## OBJECTIVE
Extract each line in the listing below that contains the word "rock".

Saved data
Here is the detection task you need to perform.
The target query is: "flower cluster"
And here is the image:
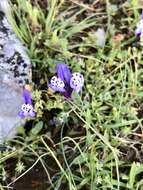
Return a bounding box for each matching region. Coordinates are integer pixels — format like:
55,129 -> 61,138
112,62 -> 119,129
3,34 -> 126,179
18,89 -> 35,118
135,12 -> 143,37
48,63 -> 84,98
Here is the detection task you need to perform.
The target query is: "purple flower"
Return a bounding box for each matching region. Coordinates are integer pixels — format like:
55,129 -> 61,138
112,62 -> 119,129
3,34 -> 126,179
18,89 -> 35,118
48,63 -> 84,98
135,11 -> 143,36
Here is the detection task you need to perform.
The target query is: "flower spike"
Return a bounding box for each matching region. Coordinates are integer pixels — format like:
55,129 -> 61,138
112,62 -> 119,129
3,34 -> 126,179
70,73 -> 84,92
49,76 -> 65,92
57,63 -> 72,84
135,11 -> 143,36
18,89 -> 36,118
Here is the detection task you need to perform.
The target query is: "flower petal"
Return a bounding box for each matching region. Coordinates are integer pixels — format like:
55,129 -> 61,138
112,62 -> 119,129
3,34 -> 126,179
48,76 -> 65,92
70,73 -> 84,92
23,89 -> 32,105
57,63 -> 72,85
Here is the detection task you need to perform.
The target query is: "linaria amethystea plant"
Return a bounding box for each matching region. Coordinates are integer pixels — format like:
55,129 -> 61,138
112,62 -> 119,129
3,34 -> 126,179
135,11 -> 143,37
48,63 -> 84,98
18,89 -> 35,118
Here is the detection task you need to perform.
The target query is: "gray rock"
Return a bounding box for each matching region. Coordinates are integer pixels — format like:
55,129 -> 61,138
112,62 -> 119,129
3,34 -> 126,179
0,4 -> 31,143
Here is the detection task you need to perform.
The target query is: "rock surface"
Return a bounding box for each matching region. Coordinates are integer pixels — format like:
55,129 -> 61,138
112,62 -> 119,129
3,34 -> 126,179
0,10 -> 31,143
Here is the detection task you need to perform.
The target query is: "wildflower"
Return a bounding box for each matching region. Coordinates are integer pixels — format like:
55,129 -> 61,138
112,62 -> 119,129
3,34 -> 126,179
18,89 -> 35,118
48,63 -> 84,98
135,11 -> 143,37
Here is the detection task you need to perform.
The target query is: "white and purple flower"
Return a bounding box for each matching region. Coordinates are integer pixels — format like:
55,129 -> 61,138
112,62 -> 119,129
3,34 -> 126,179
135,11 -> 143,37
18,89 -> 35,118
48,63 -> 84,98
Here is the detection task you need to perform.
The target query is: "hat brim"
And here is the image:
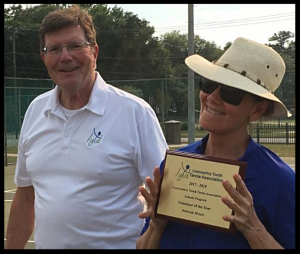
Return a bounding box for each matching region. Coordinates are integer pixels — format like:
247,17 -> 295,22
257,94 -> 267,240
185,54 -> 292,118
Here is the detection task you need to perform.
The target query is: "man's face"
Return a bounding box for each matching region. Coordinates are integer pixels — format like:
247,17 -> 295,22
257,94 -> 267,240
41,26 -> 98,89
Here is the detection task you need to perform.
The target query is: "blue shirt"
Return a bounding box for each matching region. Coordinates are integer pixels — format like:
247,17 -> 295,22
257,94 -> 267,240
141,135 -> 296,249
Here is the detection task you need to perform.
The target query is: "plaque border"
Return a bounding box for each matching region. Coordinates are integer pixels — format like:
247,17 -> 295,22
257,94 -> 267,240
155,150 -> 248,234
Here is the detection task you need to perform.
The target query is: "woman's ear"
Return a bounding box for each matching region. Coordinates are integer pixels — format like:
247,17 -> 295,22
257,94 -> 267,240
250,100 -> 269,122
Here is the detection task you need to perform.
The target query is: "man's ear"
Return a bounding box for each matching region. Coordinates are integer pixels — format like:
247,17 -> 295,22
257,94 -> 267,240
250,100 -> 269,122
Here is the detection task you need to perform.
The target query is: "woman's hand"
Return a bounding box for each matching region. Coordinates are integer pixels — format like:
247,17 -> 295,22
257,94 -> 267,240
139,167 -> 167,226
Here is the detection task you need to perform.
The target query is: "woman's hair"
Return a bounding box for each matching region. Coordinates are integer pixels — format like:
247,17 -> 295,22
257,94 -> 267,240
39,4 -> 96,51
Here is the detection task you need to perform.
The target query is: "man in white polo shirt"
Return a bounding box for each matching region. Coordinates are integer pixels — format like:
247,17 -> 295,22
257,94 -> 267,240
6,5 -> 168,249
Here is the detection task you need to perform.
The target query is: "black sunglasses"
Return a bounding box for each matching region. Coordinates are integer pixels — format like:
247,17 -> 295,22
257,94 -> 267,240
199,77 -> 246,106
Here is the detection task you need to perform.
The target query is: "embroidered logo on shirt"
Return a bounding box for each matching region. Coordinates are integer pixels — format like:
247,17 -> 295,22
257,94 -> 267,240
86,128 -> 103,147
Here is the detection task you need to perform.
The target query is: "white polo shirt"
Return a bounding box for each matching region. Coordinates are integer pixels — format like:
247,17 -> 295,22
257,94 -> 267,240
15,73 -> 168,249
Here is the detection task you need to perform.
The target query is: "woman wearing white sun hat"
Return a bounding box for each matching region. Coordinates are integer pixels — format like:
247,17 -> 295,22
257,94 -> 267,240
137,37 -> 295,249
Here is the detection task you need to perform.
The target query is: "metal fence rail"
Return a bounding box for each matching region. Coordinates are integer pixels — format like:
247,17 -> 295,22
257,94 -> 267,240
248,122 -> 296,144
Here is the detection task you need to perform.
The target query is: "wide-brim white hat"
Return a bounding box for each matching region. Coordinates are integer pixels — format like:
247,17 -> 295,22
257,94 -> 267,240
185,37 -> 292,118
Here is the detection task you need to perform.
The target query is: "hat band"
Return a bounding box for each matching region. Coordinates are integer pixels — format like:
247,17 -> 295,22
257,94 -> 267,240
212,60 -> 274,94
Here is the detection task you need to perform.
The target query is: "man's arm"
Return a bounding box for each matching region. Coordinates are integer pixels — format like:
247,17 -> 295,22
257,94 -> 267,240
5,186 -> 34,249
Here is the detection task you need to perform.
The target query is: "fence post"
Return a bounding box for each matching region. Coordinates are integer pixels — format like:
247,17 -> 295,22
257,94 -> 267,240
256,123 -> 259,143
285,123 -> 289,145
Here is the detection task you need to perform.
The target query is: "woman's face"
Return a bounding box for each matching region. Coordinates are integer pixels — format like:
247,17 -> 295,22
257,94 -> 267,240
199,86 -> 264,134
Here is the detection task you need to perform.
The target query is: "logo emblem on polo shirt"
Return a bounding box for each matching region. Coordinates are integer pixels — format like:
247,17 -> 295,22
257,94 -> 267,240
86,128 -> 103,147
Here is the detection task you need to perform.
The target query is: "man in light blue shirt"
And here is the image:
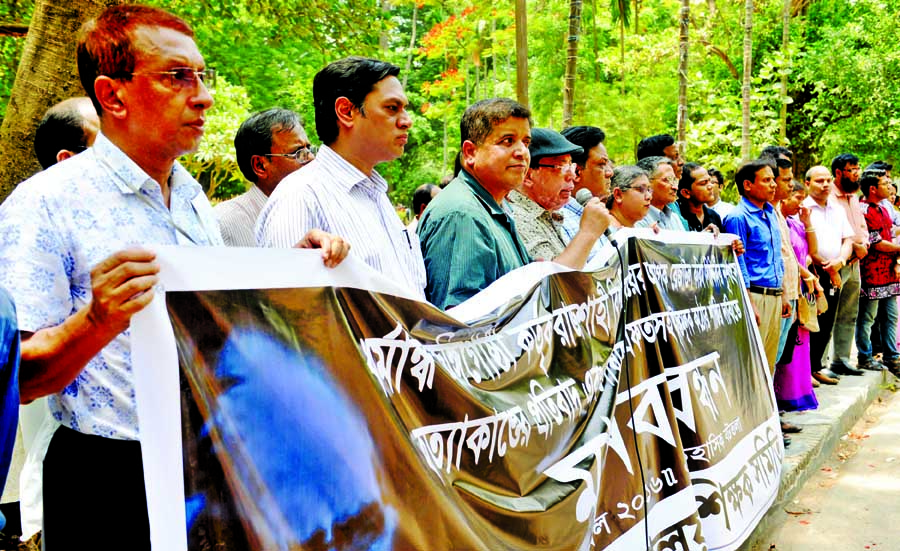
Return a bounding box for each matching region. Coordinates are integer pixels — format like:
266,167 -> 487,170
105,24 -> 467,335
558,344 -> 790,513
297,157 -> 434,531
635,157 -> 688,231
724,159 -> 791,373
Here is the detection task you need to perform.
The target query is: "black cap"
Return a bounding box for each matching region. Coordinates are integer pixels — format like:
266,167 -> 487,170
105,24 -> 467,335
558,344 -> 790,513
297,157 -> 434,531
528,128 -> 584,167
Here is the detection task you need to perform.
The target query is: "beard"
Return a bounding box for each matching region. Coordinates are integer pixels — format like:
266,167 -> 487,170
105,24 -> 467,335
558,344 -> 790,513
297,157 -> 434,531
838,175 -> 859,193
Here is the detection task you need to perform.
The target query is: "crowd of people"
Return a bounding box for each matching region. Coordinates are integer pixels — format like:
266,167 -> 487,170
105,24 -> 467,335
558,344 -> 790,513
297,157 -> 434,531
0,5 -> 900,549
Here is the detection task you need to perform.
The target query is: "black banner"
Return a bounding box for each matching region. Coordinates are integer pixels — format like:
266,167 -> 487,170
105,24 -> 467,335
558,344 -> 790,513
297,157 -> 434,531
135,238 -> 783,551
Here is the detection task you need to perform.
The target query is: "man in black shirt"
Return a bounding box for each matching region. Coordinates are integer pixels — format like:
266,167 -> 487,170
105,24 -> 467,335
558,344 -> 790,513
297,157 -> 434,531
678,163 -> 724,231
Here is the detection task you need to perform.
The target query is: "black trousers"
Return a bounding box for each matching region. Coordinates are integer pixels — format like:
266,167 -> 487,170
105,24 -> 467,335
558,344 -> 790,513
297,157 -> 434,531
809,265 -> 846,373
43,427 -> 150,551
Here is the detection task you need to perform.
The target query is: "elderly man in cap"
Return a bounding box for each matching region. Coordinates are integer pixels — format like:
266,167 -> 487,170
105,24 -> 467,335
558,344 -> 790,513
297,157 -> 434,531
418,98 -> 606,308
506,128 -> 609,264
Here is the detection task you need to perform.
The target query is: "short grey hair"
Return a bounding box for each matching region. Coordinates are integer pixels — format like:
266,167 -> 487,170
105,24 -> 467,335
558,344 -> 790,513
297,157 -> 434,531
637,157 -> 672,178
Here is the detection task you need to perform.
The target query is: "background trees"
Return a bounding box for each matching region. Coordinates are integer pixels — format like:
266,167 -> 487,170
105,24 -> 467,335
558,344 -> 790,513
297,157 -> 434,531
0,0 -> 900,202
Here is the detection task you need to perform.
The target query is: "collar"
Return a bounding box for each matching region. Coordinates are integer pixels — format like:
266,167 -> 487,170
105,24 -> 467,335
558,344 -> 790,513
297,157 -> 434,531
310,144 -> 388,193
830,184 -> 859,201
506,189 -> 562,222
802,194 -> 834,210
741,196 -> 772,214
89,132 -> 203,201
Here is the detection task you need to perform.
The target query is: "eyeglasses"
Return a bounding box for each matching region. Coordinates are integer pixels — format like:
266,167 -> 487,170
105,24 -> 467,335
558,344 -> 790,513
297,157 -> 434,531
111,67 -> 216,90
537,163 -> 577,172
651,176 -> 678,186
263,145 -> 319,163
625,184 -> 653,194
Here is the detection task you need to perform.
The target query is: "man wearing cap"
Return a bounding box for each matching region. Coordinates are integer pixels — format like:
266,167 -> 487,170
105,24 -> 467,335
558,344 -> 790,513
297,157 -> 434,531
557,126 -> 613,262
418,98 -> 606,308
506,128 -> 609,260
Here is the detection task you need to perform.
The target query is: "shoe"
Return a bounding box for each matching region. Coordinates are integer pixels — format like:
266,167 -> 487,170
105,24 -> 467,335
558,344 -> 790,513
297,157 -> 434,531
831,361 -> 865,375
857,358 -> 885,371
819,367 -> 841,383
813,369 -> 838,385
781,421 -> 803,434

## RESPONSE TO THIS TASK
The target query is: "gray rock"
The target query is: "rock surface"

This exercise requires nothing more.